Actions à mener:
- 1) Dans l'extrait sur l'affaire Manitoba Fisheries, quel accord, selon le juge Smith, ne change rien à la situation ?
- 2) Prolongez l'extrait sur l'affaire Manitoba Fisheries à la suite de sa dernière phrase.

Document:
Une fois admis que la perte de l’achalandage de l’entreprise de l’appelante, à la suite de l’entrée en vigueur de la Loi et de la création de l’Office, est la perte d’un bien et que cet achalandage a été acquis par un organisme fédéral de par la force d’une loi, il faut à mon avis conclure que l’appelante a été privée d’un bien que le gouvernement a acquis.

[85]      La Cour a ensuite entériné les propos du juge qui a rejeté la requête en radiation de la déclaration de Manitoba Fisheries, le juge Smith. Lors de cette requête, le Canada prétendait que la poursuite devait viser le Manitoba et non le Canada. Le juge Smith a rejeté cette affirmation :

[…] C’est une loi du Parlement fédéral qui leur a enlevé leur entreprise et leur a interdit de se livrer à l’exportation du poisson. Il devait nécessairement en être ainsi puisque le commerce international et interprovincial relève de la compétence exclusive du Parlement et du gouvernement du Canada et, même s’il paraît que la Loi en question, la Loi sur la commercialisation du poisson d’eau douce, a été adoptée en réponse aux demandes de plusieurs provinces, il s’agit exclusivement d’une loi fédérale. L’accord du 4 juin 1969 entre le Canada et le Manitoba ne change rien à la situation. Les demandeurs ne sont pas parties à l’accord qui ne leur a conféré aucun droit.

Manitoba Fisheries, à la page 117.

[86]      Une fois cette conclusion acceptée par la Cour suprême, celle-ci passa sans détour à sa conclusion [à la page 118] :

A mon avis, la Loi sur la commercialisation du poisson d’eau douce et l’Office qu’elle établit ont eu pour effet de priver l’appelante de l’achalandage attaché à son entreprise en activité et ont, à toutes fins pratiques, rendu inutiles ses biens corporels; en outre, l’achalandage constitue un bien pour la perte duquel l’appelante n’a jamais été indemnisée. Rien dans la Loi n’autorise le gouvernement à prendre possession d’un tel bien sans verser d’indemnité et, puisque je conclus qu’il y a effectivement eu dépossession, je dois conclure que celle-ci n’était pas autorisée vu la règle bien établie que [traduction] « sauf si ses termes l’exigent, une loi ne doit pas être interprétée de manière à déposséder une personne de ses biens sans indemnisation » (lord Atkinson, dans l’arrêt Attorney-General v. De Keyser’s Royal Hotel, précité).

Données fournies:
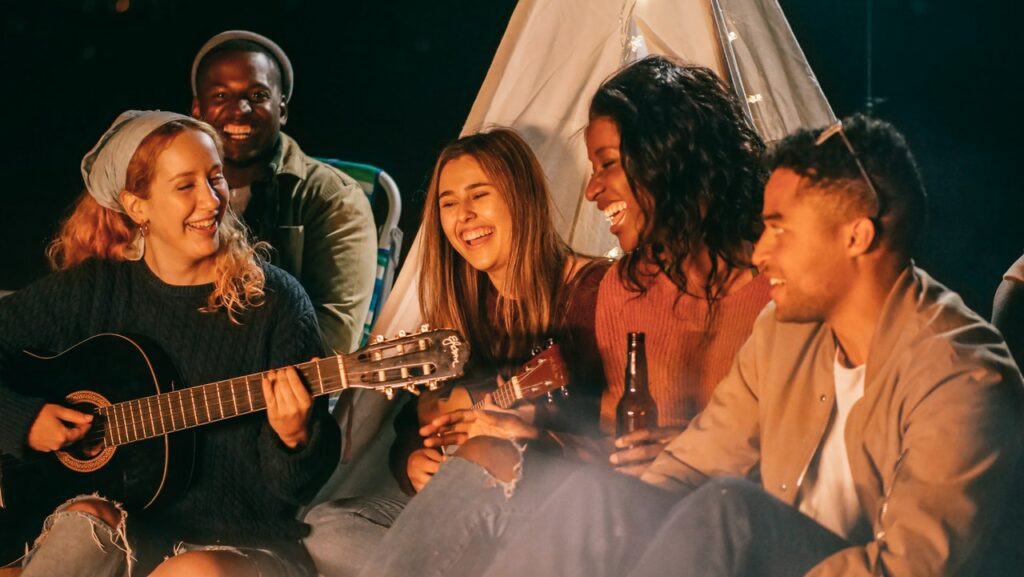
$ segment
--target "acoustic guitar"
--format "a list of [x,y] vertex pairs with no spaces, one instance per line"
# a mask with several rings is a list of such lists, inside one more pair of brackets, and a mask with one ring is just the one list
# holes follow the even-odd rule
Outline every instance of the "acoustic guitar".
[[[469,347],[452,330],[378,340],[355,353],[296,365],[313,397],[346,388],[436,388],[461,376]],[[0,455],[0,567],[17,560],[43,520],[71,497],[99,492],[128,508],[179,496],[193,472],[195,427],[266,408],[265,372],[179,387],[168,357],[138,336],[100,334],[58,355],[27,352],[12,388],[93,416],[62,451]],[[268,371],[269,372],[269,371]]]

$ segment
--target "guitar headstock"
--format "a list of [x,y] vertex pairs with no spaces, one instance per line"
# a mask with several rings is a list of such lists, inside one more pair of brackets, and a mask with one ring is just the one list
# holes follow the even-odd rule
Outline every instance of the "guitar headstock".
[[452,329],[430,330],[423,325],[414,334],[401,331],[393,338],[378,336],[349,355],[348,386],[374,388],[388,399],[398,388],[417,394],[417,385],[434,389],[443,380],[462,376],[468,360],[469,344],[462,335]]
[[515,400],[532,400],[550,396],[552,391],[561,388],[566,394],[565,385],[569,383],[568,369],[562,360],[558,344],[550,343],[546,348],[530,359],[522,370],[512,377],[515,387]]

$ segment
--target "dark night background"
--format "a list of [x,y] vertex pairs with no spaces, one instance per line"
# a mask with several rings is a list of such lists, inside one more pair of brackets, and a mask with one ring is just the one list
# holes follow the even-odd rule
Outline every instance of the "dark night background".
[[[840,116],[864,108],[865,2],[780,2]],[[1024,63],[1016,4],[873,6],[873,92],[883,99],[876,114],[906,133],[930,194],[919,263],[986,317],[1002,272],[1024,249],[1013,177],[1021,122],[1012,78]],[[233,28],[269,36],[291,57],[296,89],[286,130],[307,153],[376,164],[395,178],[408,246],[433,157],[458,135],[514,6],[0,0],[0,288],[46,273],[43,249],[82,188],[79,161],[115,116],[129,108],[186,112],[196,50]]]

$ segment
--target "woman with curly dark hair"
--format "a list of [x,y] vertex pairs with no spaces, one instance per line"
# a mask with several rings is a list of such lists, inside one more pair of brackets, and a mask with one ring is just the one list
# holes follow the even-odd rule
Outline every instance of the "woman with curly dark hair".
[[[587,198],[626,251],[597,296],[601,428],[614,434],[627,333],[644,332],[657,426],[615,439],[610,455],[638,475],[708,402],[768,302],[751,264],[764,145],[713,72],[659,56],[607,80],[590,111]],[[433,423],[442,437],[447,425],[469,439],[381,542],[375,576],[624,575],[675,499],[514,439],[523,453],[474,419],[443,420]],[[644,498],[600,506],[638,490]]]
[[644,332],[658,427],[617,439],[611,455],[639,475],[708,403],[768,302],[751,263],[764,143],[714,72],[664,56],[598,88],[586,139],[587,199],[626,251],[598,295],[601,427],[614,431],[626,334]]

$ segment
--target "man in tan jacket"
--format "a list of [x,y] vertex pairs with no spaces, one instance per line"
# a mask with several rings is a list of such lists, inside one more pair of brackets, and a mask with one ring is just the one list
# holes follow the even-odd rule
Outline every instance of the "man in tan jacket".
[[504,442],[470,439],[374,575],[1019,574],[1024,384],[910,259],[925,192],[903,137],[854,117],[771,166],[754,259],[773,302],[646,483],[531,451],[516,478]]
[[[749,532],[705,552],[728,544],[778,574],[979,573],[1020,482],[1021,377],[910,260],[925,195],[905,141],[855,117],[788,137],[772,165],[754,261],[773,302],[643,477],[702,496],[677,504],[637,574],[684,564],[666,545],[723,513]],[[755,475],[760,488],[708,483]]]

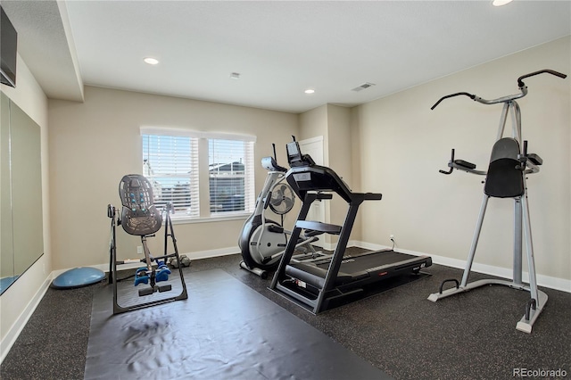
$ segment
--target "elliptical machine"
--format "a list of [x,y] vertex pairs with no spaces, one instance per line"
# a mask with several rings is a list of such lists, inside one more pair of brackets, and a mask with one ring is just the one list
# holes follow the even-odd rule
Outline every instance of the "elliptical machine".
[[[268,170],[268,177],[256,199],[252,214],[246,219],[238,238],[238,246],[243,260],[240,267],[261,278],[268,278],[268,270],[272,270],[287,246],[291,231],[284,228],[284,215],[289,212],[295,202],[292,187],[284,179],[287,169],[277,164],[276,145],[272,144],[273,157],[261,159],[261,166]],[[265,212],[269,209],[281,217],[281,223],[267,219]],[[319,232],[306,232],[300,236],[296,249],[302,251],[296,260],[310,260],[322,255],[311,243],[319,240]]]
[[[428,300],[436,302],[441,298],[445,298],[459,293],[467,292],[476,287],[486,285],[501,285],[514,289],[524,290],[530,293],[530,300],[525,305],[525,314],[516,325],[516,328],[525,333],[531,333],[534,323],[542,312],[547,302],[547,294],[537,287],[535,277],[535,264],[534,260],[534,245],[532,241],[532,227],[529,218],[529,206],[527,203],[527,186],[526,175],[537,173],[540,166],[543,163],[542,158],[535,153],[527,153],[527,141],[523,140],[521,133],[521,114],[519,105],[516,99],[522,98],[527,95],[527,87],[524,79],[538,74],[548,73],[559,78],[567,78],[567,75],[552,70],[542,70],[517,78],[519,94],[502,96],[498,99],[487,100],[480,96],[468,93],[451,94],[442,97],[434,105],[434,110],[443,100],[466,95],[472,100],[483,104],[503,103],[503,110],[500,118],[500,128],[498,129],[497,141],[492,149],[490,164],[487,171],[477,170],[476,166],[463,160],[454,159],[454,149],[451,151],[451,158],[448,162],[449,170],[440,170],[443,174],[451,174],[454,169],[464,170],[471,174],[486,176],[484,187],[484,198],[480,207],[476,231],[472,239],[470,252],[464,269],[461,282],[457,279],[446,279],[440,285],[438,293],[434,293],[428,296]],[[511,114],[512,133],[511,137],[503,137],[508,115]],[[493,198],[511,198],[514,200],[514,259],[513,259],[513,278],[511,281],[497,279],[483,279],[468,283],[468,277],[476,255],[476,249],[478,238],[482,230],[482,223],[490,197]],[[529,271],[529,285],[522,281],[522,243],[525,242],[527,252],[527,267]],[[454,286],[443,290],[445,283],[454,283]]]

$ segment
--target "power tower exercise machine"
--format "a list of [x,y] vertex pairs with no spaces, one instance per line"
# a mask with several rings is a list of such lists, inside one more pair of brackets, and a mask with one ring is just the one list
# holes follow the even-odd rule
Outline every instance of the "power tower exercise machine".
[[[498,128],[497,141],[492,149],[490,164],[487,171],[476,170],[476,166],[463,160],[454,159],[454,149],[451,151],[451,158],[448,162],[449,170],[440,170],[443,174],[451,174],[454,169],[464,170],[468,173],[486,176],[484,186],[484,198],[480,207],[476,231],[472,239],[472,245],[468,254],[466,268],[460,283],[456,279],[444,280],[438,293],[430,294],[428,300],[436,302],[441,298],[449,297],[462,292],[484,286],[485,285],[502,285],[515,289],[525,290],[530,293],[531,299],[525,305],[525,314],[517,322],[516,328],[519,331],[531,333],[532,326],[547,302],[547,294],[537,288],[535,278],[535,264],[534,261],[534,246],[532,241],[532,227],[529,218],[529,206],[527,202],[527,186],[525,176],[537,173],[540,166],[543,163],[542,158],[534,153],[527,153],[527,141],[522,142],[521,134],[521,114],[519,105],[516,99],[522,98],[527,95],[527,87],[524,79],[535,75],[548,73],[559,78],[566,78],[551,70],[542,70],[530,74],[521,76],[517,78],[519,94],[502,96],[493,100],[486,100],[480,96],[468,93],[451,94],[442,97],[434,105],[434,110],[443,100],[453,96],[466,95],[472,100],[483,104],[503,103],[501,116],[500,118],[500,127]],[[511,137],[503,137],[508,115],[511,115]],[[485,214],[488,200],[494,198],[512,198],[514,200],[514,258],[513,258],[513,279],[511,281],[498,279],[483,279],[468,283],[468,277],[474,262],[474,256],[478,244],[482,223]],[[523,234],[522,234],[523,226]],[[527,267],[529,270],[529,285],[522,282],[522,245],[525,241],[527,252]],[[443,290],[445,283],[453,282],[455,287]]]
[[[422,268],[432,264],[428,256],[413,256],[392,250],[344,255],[359,207],[365,201],[380,201],[382,194],[353,193],[333,169],[316,165],[308,154],[302,155],[294,138],[286,148],[291,169],[286,178],[303,200],[303,204],[274,275],[271,290],[318,314],[342,300],[362,294],[365,287],[374,283],[398,275],[418,274]],[[332,199],[334,194],[348,205],[343,226],[306,220],[313,202]],[[338,235],[333,255],[310,261],[293,260],[295,242],[304,229]]]
[[[109,283],[113,285],[113,314],[131,311],[149,306],[158,305],[173,301],[186,300],[188,298],[186,285],[182,272],[182,265],[178,265],[178,275],[181,282],[180,293],[168,297],[155,297],[152,299],[154,293],[170,292],[172,283],[169,282],[169,276],[171,274],[167,266],[167,260],[172,258],[180,262],[178,249],[177,248],[177,239],[175,238],[170,212],[172,204],[168,203],[162,211],[159,211],[154,205],[153,195],[153,186],[149,180],[138,174],[129,174],[124,176],[119,185],[119,194],[123,205],[120,215],[112,204],[107,206],[107,216],[112,219],[111,239],[110,239],[110,260],[109,260]],[[165,215],[164,225],[164,254],[153,257],[147,246],[147,237],[154,236],[154,234],[161,229],[162,215]],[[144,259],[140,260],[117,260],[116,244],[116,226],[123,227],[125,232],[129,235],[141,236],[143,244]],[[173,253],[168,253],[169,237],[172,242]],[[129,263],[144,263],[145,266],[137,268],[135,272],[135,283],[137,287],[141,285],[138,290],[139,297],[144,300],[141,302],[121,306],[118,301],[117,266]]]

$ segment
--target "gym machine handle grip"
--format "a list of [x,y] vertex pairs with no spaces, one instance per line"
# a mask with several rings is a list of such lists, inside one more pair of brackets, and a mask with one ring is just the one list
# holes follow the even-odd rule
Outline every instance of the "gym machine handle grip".
[[540,70],[539,71],[530,72],[529,74],[522,75],[521,77],[519,77],[517,78],[517,86],[521,88],[521,87],[525,86],[525,84],[524,83],[524,79],[525,78],[534,77],[534,75],[543,74],[545,72],[548,73],[548,74],[555,75],[556,77],[562,78],[564,79],[566,78],[567,78],[567,75],[562,74],[562,73],[560,73],[559,71],[555,71],[553,70],[545,69],[545,70]]
[[448,163],[448,166],[450,167],[450,169],[448,169],[448,171],[446,170],[438,170],[440,173],[443,174],[452,174],[452,171],[454,171],[454,167],[451,165],[452,162],[454,162],[454,148],[452,148],[452,153],[451,153],[451,157],[450,159],[450,162]]
[[472,100],[474,100],[474,99],[476,98],[476,95],[472,95],[472,94],[469,94],[469,93],[456,93],[456,94],[451,94],[451,95],[446,95],[446,96],[443,96],[443,97],[441,97],[441,98],[438,100],[438,102],[436,102],[436,103],[434,103],[434,105],[433,105],[432,107],[430,107],[430,109],[431,109],[431,110],[434,110],[434,108],[436,108],[436,106],[437,106],[438,104],[440,104],[440,103],[441,103],[443,100],[444,100],[444,99],[448,99],[449,97],[459,96],[459,95],[466,95],[466,96],[469,97],[469,98],[470,98],[470,99],[472,99]]

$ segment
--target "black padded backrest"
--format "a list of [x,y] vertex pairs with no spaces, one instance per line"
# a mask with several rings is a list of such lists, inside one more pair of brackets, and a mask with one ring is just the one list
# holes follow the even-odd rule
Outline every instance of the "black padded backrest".
[[517,169],[519,144],[513,138],[496,141],[492,149],[484,192],[495,198],[514,198],[525,193],[524,175]]
[[153,186],[139,174],[128,174],[119,184],[121,198],[121,226],[130,235],[154,234],[161,228],[162,215],[154,206]]

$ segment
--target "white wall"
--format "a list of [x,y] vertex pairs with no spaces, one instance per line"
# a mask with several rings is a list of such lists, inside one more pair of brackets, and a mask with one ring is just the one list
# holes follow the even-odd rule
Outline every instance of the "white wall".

Réponses ci-dessous:
- 1) L'accord du 4 juin 1969 entre le Canada et le Manitoba.

- 2)
[87]      Le fait déterminant dans l’affaire Manitoba Fisheries est que celle-ci n’avait aucun recours face à la perte de son achalandage, ni sous la Loi sur la commercialisation du poisson d’eau douce [L.R.C. (1985), ch. F-13], ni sous l’entente entre le Canada et le Manitoba. Une fois qu’il était acquis qu’il y avait eu appropriation de l’achalandage au profit de l’Office et que Manitoba Fisheries était sans autre recours, la Cour suprême a mis à contribution le principe énoncé en Attorney-General v. De Keyser’s Royal Hotel Ltd., [1920] A.C. 508, [1920] UKHL 1 (BAILII) (De Keyser’s Royal Hotel) afin d’indemniser Manitoba Fisheries.

[88]      À mon avis, Manitoba Fisheries n’est d’aucun secours pour les appelantes. Dans les faits, il n’y a pas eu d’appropriation puisque l’intimée n’a acquis aucun intérêt quelconque dans les terrains de celles-ci. Les appelantes en demeurent propriétaires à part entière même si leur jouissance en est limitée. D’autre part, les appelantes ne sont pas sans autre recours, un sujet auquel je toucherai plus longuement ci-dessous.

[89]      Les faits de l’arrêt Tener se distinguent de ceux de Manitoba Fisheries. Ils sont très bien résumés dans le sommaire de la cause paru dans les Recueils de la Cour Suprême [Tener, aux pages 533–534] :

Les intimés sont propriétaires immatriculés de claims miniers maintenant situés à l’intérieur du parc provincial Wells Gray. Les conditions régissant l’exploitation de ressources naturelles dans le parc Wells Gray sont devenues de plus en plus strictes et, plusieurs années avant l’action, les intimés se sont vu refuser le permis d’utilisation de parc nécessaire pour explorer ou exploiter les claims. Les intimés ont finalement reçu une lettre les avisant qu’aucuns nouveaux travaux d’exploration ou d’exploitation ne pouvaient être autorisés en vertu de la politique relative aux parcs en vigueur [l’Avis] et leur demandant de soumettre une proposition détaillée de transport par renonciation. Les intimés ont vu là une interdiction définitive d’explorer leurs claims et ont intenté cette action présentée sous forme d’exposé de cause. La question principale est de savoir si le refus de Sa Majesté d’accorder un permis d’utilisation de parc dont les intimés ont besoin pour exploiter leurs claims miniers donne droit à une indemnité en vertu de la [Loi].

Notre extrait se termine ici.